◆ **Problem requirements**:
What you produce should be every line from the data that includes "below".

◆ **Records provided**:

- - -

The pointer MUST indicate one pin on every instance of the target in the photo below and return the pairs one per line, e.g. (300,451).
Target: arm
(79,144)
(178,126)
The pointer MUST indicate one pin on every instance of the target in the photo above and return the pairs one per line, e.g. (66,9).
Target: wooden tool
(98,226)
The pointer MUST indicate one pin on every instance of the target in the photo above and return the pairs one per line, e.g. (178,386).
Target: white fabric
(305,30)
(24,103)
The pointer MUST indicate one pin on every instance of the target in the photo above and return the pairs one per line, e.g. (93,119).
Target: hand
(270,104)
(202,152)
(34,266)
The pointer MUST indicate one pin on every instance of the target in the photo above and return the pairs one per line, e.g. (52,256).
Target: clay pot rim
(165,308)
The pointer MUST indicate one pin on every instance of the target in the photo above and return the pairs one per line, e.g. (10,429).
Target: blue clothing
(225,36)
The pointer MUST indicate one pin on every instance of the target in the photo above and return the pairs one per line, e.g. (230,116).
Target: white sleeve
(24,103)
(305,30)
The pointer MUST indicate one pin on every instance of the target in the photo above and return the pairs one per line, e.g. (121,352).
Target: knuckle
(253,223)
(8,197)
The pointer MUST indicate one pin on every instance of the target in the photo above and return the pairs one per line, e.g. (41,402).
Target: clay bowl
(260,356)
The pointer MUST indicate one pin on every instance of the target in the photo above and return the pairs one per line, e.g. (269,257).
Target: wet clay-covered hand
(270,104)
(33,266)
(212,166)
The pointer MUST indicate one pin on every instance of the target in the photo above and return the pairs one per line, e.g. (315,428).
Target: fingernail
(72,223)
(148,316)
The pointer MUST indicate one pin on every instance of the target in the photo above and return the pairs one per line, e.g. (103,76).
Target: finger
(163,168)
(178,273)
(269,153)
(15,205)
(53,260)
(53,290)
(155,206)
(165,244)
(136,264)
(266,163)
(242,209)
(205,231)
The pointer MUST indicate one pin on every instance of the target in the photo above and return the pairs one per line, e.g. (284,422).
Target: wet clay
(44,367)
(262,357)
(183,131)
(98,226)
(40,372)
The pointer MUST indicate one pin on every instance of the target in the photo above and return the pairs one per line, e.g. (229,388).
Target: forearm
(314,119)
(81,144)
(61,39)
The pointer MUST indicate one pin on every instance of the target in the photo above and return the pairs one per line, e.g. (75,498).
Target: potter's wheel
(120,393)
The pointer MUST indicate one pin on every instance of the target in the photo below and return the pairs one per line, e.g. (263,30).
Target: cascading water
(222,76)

- - -

◆ **Exercise result**:
The pointer MUST indicate one pin on every instance of the target in the photo below and return the pairs one per line, e.g. (300,451).
The pointer MUST indicate one pin on every instance of the target in the photo below and return the pairs one per line, e.g. (263,30).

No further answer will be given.